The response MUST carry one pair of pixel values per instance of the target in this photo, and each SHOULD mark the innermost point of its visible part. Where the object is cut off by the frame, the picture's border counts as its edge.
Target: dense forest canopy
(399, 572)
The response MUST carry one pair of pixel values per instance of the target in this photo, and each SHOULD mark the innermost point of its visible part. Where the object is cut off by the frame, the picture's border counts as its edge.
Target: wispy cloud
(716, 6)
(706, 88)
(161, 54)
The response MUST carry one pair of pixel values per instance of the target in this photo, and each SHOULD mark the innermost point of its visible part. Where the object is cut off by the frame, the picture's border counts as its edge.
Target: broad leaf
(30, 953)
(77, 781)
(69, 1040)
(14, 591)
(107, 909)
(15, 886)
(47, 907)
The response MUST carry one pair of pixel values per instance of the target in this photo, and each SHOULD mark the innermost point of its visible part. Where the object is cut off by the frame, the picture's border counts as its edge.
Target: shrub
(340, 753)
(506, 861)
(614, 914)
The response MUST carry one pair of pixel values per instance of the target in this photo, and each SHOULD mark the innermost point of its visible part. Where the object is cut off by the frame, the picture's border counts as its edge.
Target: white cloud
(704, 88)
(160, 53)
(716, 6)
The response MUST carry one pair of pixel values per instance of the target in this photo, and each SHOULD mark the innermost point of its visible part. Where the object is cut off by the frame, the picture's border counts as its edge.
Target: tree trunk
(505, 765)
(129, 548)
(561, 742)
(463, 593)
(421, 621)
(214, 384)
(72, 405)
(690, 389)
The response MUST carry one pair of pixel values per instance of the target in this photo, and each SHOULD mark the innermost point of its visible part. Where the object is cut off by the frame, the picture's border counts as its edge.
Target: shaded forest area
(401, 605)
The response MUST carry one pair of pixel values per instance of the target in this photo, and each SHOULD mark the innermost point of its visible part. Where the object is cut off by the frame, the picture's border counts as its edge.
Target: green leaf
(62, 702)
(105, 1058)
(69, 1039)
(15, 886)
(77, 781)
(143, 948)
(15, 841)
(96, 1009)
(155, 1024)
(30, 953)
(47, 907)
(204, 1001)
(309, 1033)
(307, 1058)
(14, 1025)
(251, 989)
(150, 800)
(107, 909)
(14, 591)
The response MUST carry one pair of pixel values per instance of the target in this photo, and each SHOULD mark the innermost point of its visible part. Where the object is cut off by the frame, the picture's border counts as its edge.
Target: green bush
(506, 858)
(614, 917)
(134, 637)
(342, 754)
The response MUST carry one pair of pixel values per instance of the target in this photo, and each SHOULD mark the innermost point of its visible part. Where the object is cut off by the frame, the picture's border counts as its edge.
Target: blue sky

======

◆ Task goal:
All of the entries above need to be reproduced verbatim.

◆ Written answer:
The response MUST carry one pair of pixel values per instance of the target in this photo, and each SHOULD mark the innermost point of its visible part. Where the object is cut off by the frame, the picture's border counts as its edge.
Target: dense forest canopy
(399, 572)
The response MUST carry one pair of pixel values per instance of the target in this photo, and each SHOULD mark the innermost point of its visible part. Where the object is cut off by the frame, the picture's border counts as its edge.
Target: wispy cloud
(716, 6)
(706, 88)
(161, 54)
The response MUST carry one pair of pixel values per instance of the target in this photo, and each SHOULD mark the innermost point of its visible part. Where the object is cut off by the frame, the picture's border counts as its edge.
Target: broad leaf
(30, 953)
(77, 781)
(69, 1040)
(14, 591)
(107, 909)
(15, 886)
(47, 907)
The response MUST carry one pair of pixel values per instance of the target in this photo, and each SHOULD mark the innermost point of its visible part. Where the object is cut off by the frame, the picture's border counts as its edge.
Target: shrub
(340, 753)
(506, 861)
(614, 914)
The response MUST carry one pair of pixel values per instance of the target in this photo, and each SHOULD mark the innermost point of its visible part. Where the object is cut off by the frame, the picture's border counts as its edge.
Target: white cloud
(704, 88)
(160, 53)
(716, 6)
The response MUST carry one pair of pixel values per instance of the target in this photo, and each SHOULD mark the innermost point of its visible part. Where the object is cut off by the frame, the picture's border counts as its edge.
Target: tree trunk
(505, 765)
(129, 548)
(561, 742)
(463, 593)
(421, 621)
(214, 384)
(72, 405)
(690, 389)
The response MUST carry one pair of pixel values per instance of the target in this photo, and each SHOULD mark the innermost point of its visible part. Where the object is cut off by the frame, the picture's border counts as its edge.
Target: shaded forest area
(401, 605)
The response MUST carry one pair of pixel values per instance of the target in this photo, and each SHOULD mark the innermost point of its visible part. Where the object is cut off by the frame, the picture's border counts as its edge.
Target: green leaf
(62, 702)
(105, 1058)
(69, 1039)
(15, 886)
(77, 781)
(143, 948)
(15, 841)
(96, 1009)
(155, 1024)
(30, 953)
(47, 907)
(204, 1001)
(309, 1033)
(307, 1058)
(14, 1025)
(251, 989)
(150, 800)
(107, 909)
(14, 591)
The response MUST carry one pair of pixel values per instance of the target in this photo, and each SHOULD mark the innermost point of its visible part. Where the object is cut off by the frame, the picture's border counts as its edge.
Target: green bush
(506, 858)
(614, 917)
(134, 637)
(342, 754)
The response MUST carry one pair of pixel values per instance of the target in this photo, and each SHOULD mark the innermost point of its visible part. Where the object is cut off by the frame, the picture's border counts as its edge.
Target: blue sky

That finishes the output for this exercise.